▸ **Given request**:
Rewrite the records below, changing "Show me each one" to "Mark each one" wherever it occurs and leaving everything else as it is.

▸ **Entries shown**:
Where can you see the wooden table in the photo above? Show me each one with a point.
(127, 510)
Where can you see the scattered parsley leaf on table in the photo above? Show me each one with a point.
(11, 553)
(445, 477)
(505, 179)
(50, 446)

▸ **Solution to the problem**:
Where can you see the wooden table in the photo above? Mark each one with a point.
(127, 510)
Where can you see the scattered parsley leaf on table in the photo above? Mark each one with a point.
(11, 553)
(445, 477)
(505, 179)
(50, 446)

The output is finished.